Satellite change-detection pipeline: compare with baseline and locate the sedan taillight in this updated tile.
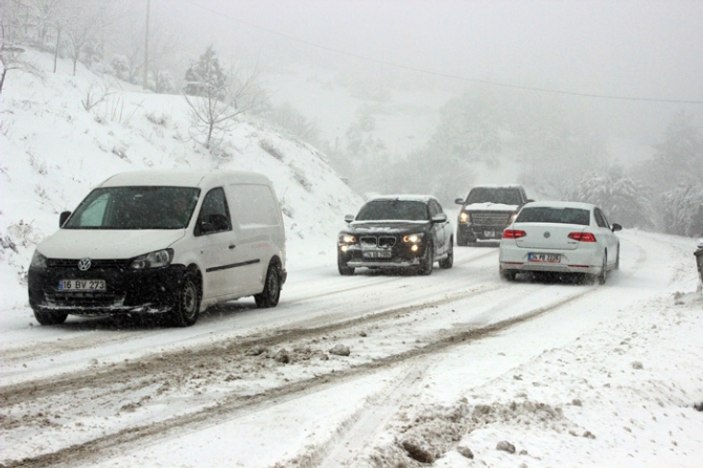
[569,232,596,242]
[503,229,527,239]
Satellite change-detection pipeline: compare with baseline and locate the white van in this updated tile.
[28,170,286,326]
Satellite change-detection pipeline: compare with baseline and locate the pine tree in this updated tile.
[184,46,227,100]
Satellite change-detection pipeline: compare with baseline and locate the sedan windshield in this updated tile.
[356,200,430,221]
[63,186,200,229]
[515,206,591,226]
[466,187,520,205]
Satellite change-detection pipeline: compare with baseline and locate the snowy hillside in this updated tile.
[0,51,361,305]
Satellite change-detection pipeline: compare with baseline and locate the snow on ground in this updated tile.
[0,47,703,467]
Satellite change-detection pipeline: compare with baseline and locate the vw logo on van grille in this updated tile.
[78,257,90,271]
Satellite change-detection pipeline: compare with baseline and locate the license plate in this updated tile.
[527,252,561,263]
[364,250,391,258]
[57,280,107,292]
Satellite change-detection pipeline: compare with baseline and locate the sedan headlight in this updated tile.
[131,249,173,270]
[29,250,46,270]
[403,232,424,244]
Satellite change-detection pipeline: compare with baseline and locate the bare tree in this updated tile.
[184,49,265,148]
[0,23,24,93]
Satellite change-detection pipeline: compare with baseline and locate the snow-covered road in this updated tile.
[0,231,703,466]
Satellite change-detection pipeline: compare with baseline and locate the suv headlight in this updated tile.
[131,249,173,270]
[339,233,356,244]
[403,232,425,244]
[29,250,46,270]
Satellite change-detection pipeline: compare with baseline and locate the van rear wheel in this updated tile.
[172,273,200,327]
[254,263,281,309]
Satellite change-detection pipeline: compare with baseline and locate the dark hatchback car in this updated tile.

--

» Task objective:
Render the material from its first line through the line containing "[184,46,227,100]" as a JSON list of strings, one string per line, including both ends and skipping blank lines. Leave the pictures out of the answer.

» Solved problem:
[
  "Satellite change-detection pipeline: compare with baseline and locate the sedan taillight in this updated tile.",
  "[569,232,596,242]",
  "[503,229,527,239]",
  "Satellite change-detection pipeline: compare with baseline and locate the white van in this updated tile.",
  "[28,170,286,326]",
  "Satellite change-detection pipeline: compare with baseline and locate the pine tree in this updated tile.",
  "[184,46,227,100]"
]